:: 本文抜粋
腐縁

John Wetton『Welcome to Heaven』

2001/02/17

元King Crimson、U.K.、Asiaのベーシスト / ボーカリストであるJohn Wettonのソロ作『Welcome To Heaven』を聴きました。ソロ作としては1994年の『Voice Mail』、1997年の『Arkangel』と三部作をなす作品で、CDの帯に書かれたキャッチコピーによるとロック・シーン不世出の巨星、ジョン・ウェットン。大いなる感動に満ちた『アークエンジェル』以来約3年半振りとなる、威風堂々のニューアルバムここに完成なんだそうな。
::::
:: 提供データ
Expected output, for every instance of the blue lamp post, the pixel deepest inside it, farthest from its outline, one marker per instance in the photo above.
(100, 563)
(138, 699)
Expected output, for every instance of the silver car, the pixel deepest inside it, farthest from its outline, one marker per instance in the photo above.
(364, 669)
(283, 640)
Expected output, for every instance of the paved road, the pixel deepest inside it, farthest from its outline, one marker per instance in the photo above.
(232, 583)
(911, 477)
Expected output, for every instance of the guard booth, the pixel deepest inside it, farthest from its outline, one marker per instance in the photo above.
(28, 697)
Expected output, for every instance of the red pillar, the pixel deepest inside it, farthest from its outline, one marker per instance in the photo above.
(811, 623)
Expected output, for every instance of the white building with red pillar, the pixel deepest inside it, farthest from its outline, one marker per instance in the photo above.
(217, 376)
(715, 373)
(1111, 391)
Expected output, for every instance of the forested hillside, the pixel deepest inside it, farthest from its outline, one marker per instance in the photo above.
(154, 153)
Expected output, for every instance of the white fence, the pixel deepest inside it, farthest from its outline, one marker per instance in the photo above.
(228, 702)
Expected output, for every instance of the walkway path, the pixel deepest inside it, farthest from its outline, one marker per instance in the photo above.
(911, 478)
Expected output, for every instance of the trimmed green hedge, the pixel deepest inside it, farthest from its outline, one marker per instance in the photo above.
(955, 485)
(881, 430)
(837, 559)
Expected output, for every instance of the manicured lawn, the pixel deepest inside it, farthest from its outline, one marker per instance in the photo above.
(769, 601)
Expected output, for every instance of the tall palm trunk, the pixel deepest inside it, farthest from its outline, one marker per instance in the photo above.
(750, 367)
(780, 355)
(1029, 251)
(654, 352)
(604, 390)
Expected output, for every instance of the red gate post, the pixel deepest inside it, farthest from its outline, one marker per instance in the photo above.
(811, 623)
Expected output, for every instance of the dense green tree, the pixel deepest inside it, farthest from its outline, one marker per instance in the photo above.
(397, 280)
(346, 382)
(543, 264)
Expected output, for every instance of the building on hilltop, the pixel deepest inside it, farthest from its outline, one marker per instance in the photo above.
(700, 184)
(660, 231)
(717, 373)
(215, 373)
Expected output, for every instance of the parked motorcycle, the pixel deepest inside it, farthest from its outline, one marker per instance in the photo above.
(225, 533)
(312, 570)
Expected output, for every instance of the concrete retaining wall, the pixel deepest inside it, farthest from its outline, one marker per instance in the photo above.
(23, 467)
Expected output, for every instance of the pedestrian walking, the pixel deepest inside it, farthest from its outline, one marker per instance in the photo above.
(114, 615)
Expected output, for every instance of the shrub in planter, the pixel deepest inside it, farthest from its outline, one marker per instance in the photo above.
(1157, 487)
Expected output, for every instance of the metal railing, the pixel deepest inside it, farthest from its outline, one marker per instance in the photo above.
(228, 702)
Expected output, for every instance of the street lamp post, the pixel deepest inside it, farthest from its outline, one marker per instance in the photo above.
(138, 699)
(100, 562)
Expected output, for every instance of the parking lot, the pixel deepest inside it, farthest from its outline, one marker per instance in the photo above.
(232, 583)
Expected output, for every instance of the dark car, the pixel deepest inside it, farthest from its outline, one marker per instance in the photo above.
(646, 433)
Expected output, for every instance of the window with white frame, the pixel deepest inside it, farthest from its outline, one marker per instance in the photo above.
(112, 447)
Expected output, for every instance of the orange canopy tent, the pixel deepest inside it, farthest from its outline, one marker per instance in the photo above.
::::
● 指示:
[A] 『Welcome To Heaven』の感想の中で、John Wettonが以前在籍したバンドとして挙がっている名前をすべて挙げよ。
[B] 『Welcome To Heaven』の感想を、最後の文の後から書き継げ。
記録は本文とは別の資料である。

● 解答:
[A] King Crimson、U.K.、Asia

[B]
私の見るところ、1970年代におけるKing CrimsonのベーシストとしてのJohn Wettonのプレイは今でも鳥肌が立つほど凄いと思っていますが、U.K.やAsiaでの彼はキャッチーなメロディを巧みに生産するボーカリスト / コンポーザーとしての役割にウェイトがあり、ソロ作に至ってはベーシストとしてのアイデンティティーは希薄。それはこの作品の各曲にクレジットされた楽器構成を見ても明らかで、Robert Fripp及びIan MacDonaldとの共演がプログレ関係者の注目を集めた「E-SCAPE」ではベースではなくキーボードを弾いていますし、Steve Hackettが(ギターではなくハーモニカで)参加した「Real World」でのJohnはアコースティック12弦ギターを弾いており、他にもベースレスの曲や打ち込みによる曲などもあるくらい。まぁこの点へのこだわりを捨てれば『Welcome To Heaven』は決して悪い出来というわけではなく、手慣れたいい仕事をしているなと思える作品ではあるのですが、楽曲があまりにも予定調和で新鮮な驚きが得られないし、歌詞は相もかわらずワンパターンのラブソング。もう少し工夫が欲しいところ。

しかしこれだけけなしていても、彼が新作を発表すれば即座に購入し、来日したら律儀にライブ会場に足を運ぶのは、我ながら腐れ縁だからとしか説明のしようがありません。今年も春からヨーロッパ、アメリカを回って秋には来日する可能性があるそうですが、「仕方ないな……」とため息をつきながらチケットを購入することになるでしょう。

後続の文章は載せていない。